begin
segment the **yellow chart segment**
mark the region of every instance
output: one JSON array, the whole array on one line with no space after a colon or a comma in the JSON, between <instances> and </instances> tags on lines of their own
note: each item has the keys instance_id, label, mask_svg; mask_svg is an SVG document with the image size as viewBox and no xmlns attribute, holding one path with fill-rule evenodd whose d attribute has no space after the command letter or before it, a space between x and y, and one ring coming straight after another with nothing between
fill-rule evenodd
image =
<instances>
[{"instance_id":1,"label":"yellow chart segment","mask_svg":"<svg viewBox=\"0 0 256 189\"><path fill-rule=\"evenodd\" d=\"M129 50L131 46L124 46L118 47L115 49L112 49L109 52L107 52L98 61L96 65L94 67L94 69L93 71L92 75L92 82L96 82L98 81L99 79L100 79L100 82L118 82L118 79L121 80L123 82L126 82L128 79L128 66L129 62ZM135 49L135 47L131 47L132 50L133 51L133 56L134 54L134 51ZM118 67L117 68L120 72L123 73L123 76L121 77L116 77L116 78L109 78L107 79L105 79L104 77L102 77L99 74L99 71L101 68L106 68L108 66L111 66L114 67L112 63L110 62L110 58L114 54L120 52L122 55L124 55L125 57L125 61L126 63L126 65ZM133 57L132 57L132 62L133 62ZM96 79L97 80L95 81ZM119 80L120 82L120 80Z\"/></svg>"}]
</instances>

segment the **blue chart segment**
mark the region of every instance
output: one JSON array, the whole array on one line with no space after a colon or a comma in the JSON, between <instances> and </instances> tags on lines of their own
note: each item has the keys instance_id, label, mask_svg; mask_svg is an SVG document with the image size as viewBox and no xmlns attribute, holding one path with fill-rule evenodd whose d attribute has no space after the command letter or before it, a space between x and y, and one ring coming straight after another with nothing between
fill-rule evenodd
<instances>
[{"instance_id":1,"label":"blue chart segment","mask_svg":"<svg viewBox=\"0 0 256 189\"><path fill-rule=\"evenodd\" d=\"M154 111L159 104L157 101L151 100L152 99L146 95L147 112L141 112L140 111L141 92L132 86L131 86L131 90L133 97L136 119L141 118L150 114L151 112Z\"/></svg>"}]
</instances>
end
■ **Requirements**: Output every line of the rows above as a Markdown table with two columns, No. and Line, numbering the lines in order and leaving out any blank ones.

■ **Output of the task**:
| No. | Line |
|---|---|
| 1 | segment the **yellow chart segment** |
| 2 | mark the region of every instance |
| 3 | output: one JSON array, the whole array on one line with no space after a colon or a comma in the JSON, between <instances> and </instances> tags on lines of their own |
| 4 | note: each item has the keys instance_id, label, mask_svg; mask_svg is an SVG document with the image size as viewBox and no xmlns attribute, holding one path with fill-rule evenodd whose d attribute has no space after the command letter or before it, a space between x and y, and one ring coming straight after another with nothing between |
| 5 | fill-rule evenodd |
| 6 | image = |
| 7 | <instances> |
| 8 | [{"instance_id":1,"label":"yellow chart segment","mask_svg":"<svg viewBox=\"0 0 256 189\"><path fill-rule=\"evenodd\" d=\"M129 50L131 46L124 46L118 47L115 49L112 49L109 52L107 52L98 61L96 65L94 67L94 69L93 71L92 75L92 82L96 82L98 81L99 79L100 79L100 82L118 82L118 79L121 80L123 82L126 82L128 79L128 66L129 62ZM135 49L135 47L131 47L132 50L133 51L133 56L134 54L134 51ZM118 67L117 68L120 72L123 73L123 76L121 77L116 77L116 78L109 78L107 79L105 79L104 77L102 77L99 74L99 71L101 68L106 68L108 66L111 66L114 67L112 63L110 62L110 58L114 54L120 52L122 55L124 55L125 57L125 61L126 63L126 65ZM133 57L132 57L132 62L133 62ZM96 79L97 80L95 81ZM119 80L120 82L120 80Z\"/></svg>"}] |
| 9 | </instances> |
| 10 | segment the **blue chart segment** |
| 11 | mark the region of every instance |
| 12 | output: one JSON array, the whole array on one line with no space after a colon or a comma in the JSON, between <instances> and </instances> tags on lines of their own |
| 13 | note: each item has the keys instance_id, label, mask_svg; mask_svg is an SVG document with the image size as viewBox and no xmlns attribute, holding one path with fill-rule evenodd whose d attribute has no space after the command letter or before it, a space between x and y, and one ring coming straight after another with nothing between |
| 14 | fill-rule evenodd |
| 15 | <instances> |
| 16 | [{"instance_id":1,"label":"blue chart segment","mask_svg":"<svg viewBox=\"0 0 256 189\"><path fill-rule=\"evenodd\" d=\"M154 111L159 104L157 101L151 100L152 99L146 95L147 112L141 112L140 111L141 92L132 86L131 86L131 90L133 97L136 119L141 118L150 114L151 112Z\"/></svg>"}] |
| 17 | </instances> |